## TAREFA DO EXERCÍCIO:
Atualize os itens abaixo trocando "vertex pairs" por "coordinate pairs" em todos eles e mantendo todo o resto igual. Deixe as imagens fora da resposta.

_ _ _ _ _

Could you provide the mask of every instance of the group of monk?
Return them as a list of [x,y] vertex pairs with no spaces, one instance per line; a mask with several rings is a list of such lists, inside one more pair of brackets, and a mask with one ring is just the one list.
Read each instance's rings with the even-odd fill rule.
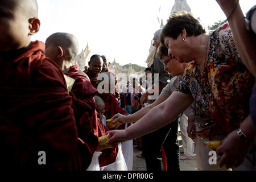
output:
[[[98,137],[109,130],[103,114],[126,113],[117,103],[117,75],[105,56],[92,56],[85,72],[70,66],[79,51],[71,34],[31,42],[40,26],[36,0],[2,0],[0,15],[1,169],[86,170]],[[114,78],[115,92],[97,92],[100,74]],[[96,95],[105,108],[97,107]],[[114,162],[117,151],[102,151],[100,167]]]

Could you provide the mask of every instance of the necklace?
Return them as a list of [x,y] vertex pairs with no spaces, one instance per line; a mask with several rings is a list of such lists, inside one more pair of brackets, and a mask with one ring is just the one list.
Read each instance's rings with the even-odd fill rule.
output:
[[[207,59],[207,52],[208,52],[207,51],[208,51],[208,42],[209,42],[209,38],[210,38],[210,35],[208,35],[208,36],[207,36],[207,44],[206,44],[205,55],[204,63],[204,71],[205,69],[205,66],[206,66],[206,64],[207,63],[207,60],[208,60],[208,59]],[[196,64],[196,73],[197,73],[197,74],[198,74],[197,69],[197,66],[199,68],[199,69],[200,71],[201,81],[200,81],[200,83],[199,84],[199,86],[200,86],[200,88],[201,89],[204,87],[203,86],[203,83],[204,80],[205,80],[204,78],[203,78],[204,72],[201,69],[201,68],[200,68],[200,65],[198,65],[198,64]],[[193,112],[194,113],[194,115],[193,115],[194,122],[195,122],[195,115],[196,115],[196,101],[197,101],[197,94],[198,94],[197,89],[199,89],[199,88],[196,88],[196,99],[195,99],[195,105],[194,105],[194,108],[193,108],[193,110],[194,110],[194,112]],[[202,90],[201,90],[200,92],[201,93],[200,93],[200,101],[201,102],[202,101]],[[209,101],[209,100],[208,100],[208,101]],[[199,109],[199,118],[200,118],[200,120],[202,120],[202,118],[201,117],[201,106],[199,105],[198,106],[199,106],[199,109]]]

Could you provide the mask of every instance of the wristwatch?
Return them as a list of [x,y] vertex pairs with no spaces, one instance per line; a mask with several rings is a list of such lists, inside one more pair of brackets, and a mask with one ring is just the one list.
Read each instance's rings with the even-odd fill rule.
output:
[[245,142],[246,143],[251,146],[253,146],[254,145],[254,142],[249,139],[240,129],[237,130],[237,133],[238,136],[240,137],[241,139]]
[[253,15],[253,14],[254,12],[254,10],[255,9],[256,9],[256,5],[254,5],[247,13],[246,16],[245,18],[245,28],[249,31],[250,31],[251,30],[251,15]]

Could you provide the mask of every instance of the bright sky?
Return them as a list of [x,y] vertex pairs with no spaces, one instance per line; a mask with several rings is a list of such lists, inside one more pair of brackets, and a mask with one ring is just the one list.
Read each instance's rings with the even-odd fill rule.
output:
[[[145,63],[154,33],[169,16],[174,0],[38,0],[39,32],[32,40],[43,42],[50,35],[68,32],[79,44],[79,53],[86,46],[94,54],[105,55],[121,65],[146,67]],[[207,28],[226,19],[215,0],[187,0],[195,16]],[[240,0],[245,13],[254,0]],[[160,11],[159,11],[159,8]]]

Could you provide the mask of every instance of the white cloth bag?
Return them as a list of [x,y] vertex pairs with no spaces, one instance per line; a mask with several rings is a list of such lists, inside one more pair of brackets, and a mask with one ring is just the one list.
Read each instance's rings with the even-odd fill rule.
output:
[[118,151],[115,162],[106,166],[100,167],[98,158],[102,152],[94,152],[92,162],[86,171],[128,171],[123,152],[122,152],[122,144],[118,143]]

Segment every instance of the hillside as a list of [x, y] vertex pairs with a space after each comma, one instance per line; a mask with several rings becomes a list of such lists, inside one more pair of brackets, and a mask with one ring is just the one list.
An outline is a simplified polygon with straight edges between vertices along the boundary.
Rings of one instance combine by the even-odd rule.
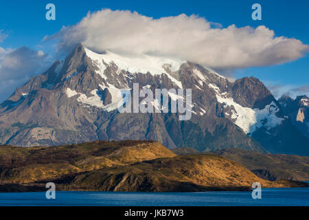
[[157, 142], [122, 141], [54, 147], [0, 147], [0, 190], [58, 190], [189, 192], [302, 187], [260, 179], [237, 162], [214, 155], [176, 156]]
[[263, 154], [242, 149], [225, 149], [211, 153], [236, 161], [266, 179], [309, 180], [309, 157]]

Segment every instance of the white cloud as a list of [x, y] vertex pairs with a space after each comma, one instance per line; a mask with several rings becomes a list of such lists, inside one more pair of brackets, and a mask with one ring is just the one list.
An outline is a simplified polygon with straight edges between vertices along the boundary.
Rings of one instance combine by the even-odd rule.
[[173, 56], [229, 70], [283, 63], [309, 52], [309, 46], [300, 41], [275, 37], [263, 25], [222, 28], [195, 15], [154, 19], [108, 9], [89, 13], [76, 25], [47, 38], [58, 40], [62, 52], [82, 43], [97, 52]]
[[43, 52], [25, 47], [14, 50], [0, 47], [0, 102], [30, 76], [41, 74], [47, 65], [46, 58]]

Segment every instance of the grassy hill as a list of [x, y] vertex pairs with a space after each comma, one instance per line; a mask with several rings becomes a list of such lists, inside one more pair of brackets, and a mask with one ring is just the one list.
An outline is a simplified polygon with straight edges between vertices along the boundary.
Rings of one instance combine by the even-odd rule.
[[[172, 151], [180, 155], [209, 153], [196, 152], [191, 148], [178, 148]], [[237, 162], [265, 179], [309, 180], [309, 157], [261, 153], [238, 148], [221, 149], [210, 153]]]
[[98, 141], [54, 147], [0, 146], [0, 191], [58, 190], [190, 192], [302, 187], [262, 179], [242, 165], [214, 155], [177, 156], [151, 141]]

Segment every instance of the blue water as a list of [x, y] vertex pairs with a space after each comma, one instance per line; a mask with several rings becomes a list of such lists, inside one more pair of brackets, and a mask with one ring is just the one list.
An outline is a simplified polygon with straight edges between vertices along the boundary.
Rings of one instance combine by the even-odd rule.
[[262, 199], [251, 192], [56, 192], [56, 199], [45, 192], [0, 193], [0, 206], [309, 206], [309, 188], [262, 189]]

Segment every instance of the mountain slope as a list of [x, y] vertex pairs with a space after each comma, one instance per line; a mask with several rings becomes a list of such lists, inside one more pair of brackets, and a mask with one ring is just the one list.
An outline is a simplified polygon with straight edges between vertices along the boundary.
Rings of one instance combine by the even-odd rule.
[[[117, 106], [123, 93], [135, 82], [153, 91], [192, 89], [191, 120], [179, 121], [179, 113], [119, 113]], [[33, 146], [155, 140], [170, 148], [266, 152], [279, 150], [271, 138], [286, 120], [280, 104], [253, 77], [232, 83], [198, 64], [108, 51], [98, 54], [80, 44], [65, 61], [56, 61], [0, 105], [0, 143]], [[264, 142], [272, 131], [271, 140]], [[263, 135], [255, 135], [261, 132]], [[282, 144], [279, 147], [289, 153], [308, 154], [294, 151], [289, 141]]]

_ _ _ _ _

## PROBLEMA RESOLVIDO:
Could you provide the mask of every instance of the group of monk?
Return them as a list of [x,y] coordinate pairs with no spaces, one instance per line; a mask with several rings is a list of such lists, inside one more pair of brackets, and a mask with one ring is just the one list.
Read each instance's rings with the even-odd fill rule.
output:
[[[98,137],[109,130],[103,114],[126,113],[117,103],[117,75],[105,56],[92,56],[85,72],[70,66],[79,51],[71,34],[31,42],[40,26],[36,0],[2,0],[0,15],[1,169],[86,170]],[[114,78],[115,92],[97,92],[100,74]],[[96,95],[105,108],[97,107]],[[114,162],[117,151],[102,151],[100,167]]]

Could you provide the mask of every instance of the necklace?
Return them as a list of [x,y] coordinate pairs with no spaces, one instance per line; a mask with several rings is a list of such lists, inside one more pair of brackets, and a mask with one ring is just the one list.
Read each instance's rings with the even-odd fill rule.
output:
[[[207,59],[207,52],[208,52],[207,51],[208,51],[208,42],[209,42],[209,38],[210,38],[210,35],[208,35],[208,36],[207,36],[207,44],[206,44],[205,55],[204,63],[204,71],[205,69],[205,66],[206,66],[206,64],[207,63],[207,60],[208,60],[208,59]],[[196,64],[196,73],[197,73],[197,74],[198,74],[197,69],[197,66],[199,68],[199,69],[200,71],[201,81],[200,81],[200,83],[199,84],[199,86],[200,86],[200,88],[201,89],[204,87],[203,86],[203,83],[204,80],[205,80],[204,78],[203,78],[204,72],[201,69],[201,68],[200,68],[200,65],[198,65],[198,64]],[[193,112],[194,113],[194,115],[193,115],[194,122],[195,122],[195,115],[196,115],[196,101],[197,101],[197,94],[198,94],[197,89],[199,89],[199,88],[196,88],[196,99],[195,99],[195,105],[194,105],[194,108],[193,108],[193,110],[194,110],[194,112]],[[202,90],[201,90],[200,92],[201,93],[200,93],[200,101],[201,102],[202,101]],[[209,101],[209,100],[208,100],[208,101]],[[199,109],[199,118],[200,118],[200,120],[202,120],[202,118],[201,117],[201,106],[199,105],[198,106],[199,106],[199,109]]]

Could you provide the mask of every instance of the wristwatch?
Return them as a list of [x,y] coordinate pairs with no spaces, one instance per line; a mask with several rings is a list of such lists, inside one more pair of brackets, and a mask with one ring is just the one list.
Read each instance's rings with the even-odd fill rule.
output:
[[245,142],[246,143],[251,146],[253,146],[254,145],[254,142],[249,139],[240,129],[237,130],[237,133],[238,136],[240,137],[241,139]]
[[253,15],[253,14],[254,12],[254,10],[255,9],[256,9],[256,5],[254,5],[247,13],[246,16],[245,18],[245,28],[249,31],[250,31],[251,30],[251,15]]

Could you provide the mask of every instance of the bright sky?
Return them as a list of [x,y] coordinate pairs with no spaces, one instance per line; a mask with several rings is a list of such lists, inside one more pair of brackets, and a mask with one ring is just the one list.
Read each instance's rings with the even-odd fill rule.
output:
[[[145,63],[154,33],[169,16],[174,0],[38,0],[39,32],[32,40],[43,42],[50,35],[68,32],[79,44],[79,53],[86,46],[94,54],[105,55],[121,65],[146,67]],[[207,28],[226,19],[215,0],[187,0],[195,16]],[[240,0],[245,13],[254,0]],[[160,11],[159,11],[159,8]]]

Could you provide the mask of every instance of the white cloth bag?
Return them as a list of [x,y] coordinate pairs with no spaces, one instance per line; a mask with several rings is a list of such lists, inside one more pair of brackets, and a mask with one ring is just the one list.
Read each instance's rings with the even-odd fill rule.
output:
[[118,151],[115,162],[106,166],[100,167],[98,158],[102,152],[94,152],[92,162],[86,171],[128,171],[123,152],[122,152],[122,144],[118,143]]

Segment every instance of the hillside as a list of [x, y] coordinate pairs with a space after each comma, one instance per line; a mask with several rings becomes a list of such lists, inside one more pair of brackets, and a mask with one ring is just the one list.
An outline is a simplified polygon with straight edges between vertices along the boundary.
Rings of one instance combine by the even-odd rule.
[[157, 142], [122, 141], [54, 147], [0, 147], [0, 190], [58, 190], [189, 192], [302, 187], [260, 179], [237, 162], [214, 155], [176, 156]]
[[263, 154], [242, 149], [225, 149], [211, 153], [236, 161], [266, 179], [309, 180], [309, 157]]

Segment every instance of the white cloud as a list of [x, y] coordinate pairs with a space after each comma, one instance per line; a mask with several rings becomes a list of such lists, inside one more pair of brackets, and a mask with one ring is just the one list.
An outline is a simplified polygon with straight edges between vertices along the boundary.
Rings of one instance combine by the even-odd rule.
[[173, 56], [229, 70], [283, 63], [309, 52], [309, 46], [300, 41], [275, 37], [263, 25], [222, 28], [195, 15], [154, 19], [108, 9], [89, 13], [76, 25], [47, 38], [58, 40], [62, 52], [82, 43], [97, 52]]
[[43, 52], [25, 47], [14, 50], [0, 47], [0, 102], [30, 76], [41, 74], [47, 65], [46, 58]]

Segment every instance of the grassy hill as a list of [x, y] coordinate pairs with a space after each comma, one instance per line; a mask with several rings becomes a list of such lists, inside one more pair of brackets, and a mask with one ring is just the one list.
An outline is a simplified polygon with straight edges between vertices along the boundary.
Rings of one instance combine by the even-odd rule.
[[[172, 151], [180, 155], [209, 153], [196, 152], [191, 148], [178, 148]], [[237, 162], [265, 179], [309, 180], [309, 157], [261, 153], [238, 148], [221, 149], [210, 153]]]
[[98, 141], [54, 147], [0, 146], [0, 191], [58, 190], [190, 192], [302, 187], [262, 179], [242, 165], [214, 155], [177, 156], [151, 141]]

Segment every instance of the blue water as a list of [x, y] coordinate pairs with a space after each comma, one instance per line; a mask with several rings becomes a list of such lists, inside one more pair of brackets, and a mask with one ring is just the one list.
An outline is a simplified polygon with straight edges between vertices along the boundary.
Rings of one instance combine by the even-odd rule.
[[262, 199], [251, 192], [56, 192], [56, 199], [45, 192], [0, 193], [0, 206], [309, 206], [309, 188], [262, 189]]

Segment every instance of the mountain slope as a list of [x, y] coordinate pairs with a space after each comma, one instance per line; a mask with several rings becomes a list of such lists, inside one more pair of brackets, and a mask with one ring is just the one list.
An outline is a simplified polygon with straight edges between vertices along the boundary.
Rings of one instance combine by the even-odd rule.
[[[117, 106], [123, 93], [135, 82], [153, 91], [192, 89], [191, 120], [179, 121], [179, 113], [119, 113]], [[33, 146], [155, 140], [170, 148], [266, 152], [279, 150], [271, 138], [286, 120], [280, 104], [253, 77], [232, 83], [198, 64], [108, 51], [98, 54], [80, 44], [65, 61], [56, 61], [0, 105], [0, 143]], [[264, 142], [272, 131], [271, 140]], [[263, 135], [255, 135], [261, 132]], [[282, 144], [279, 147], [289, 153], [308, 154], [294, 151], [289, 141]]]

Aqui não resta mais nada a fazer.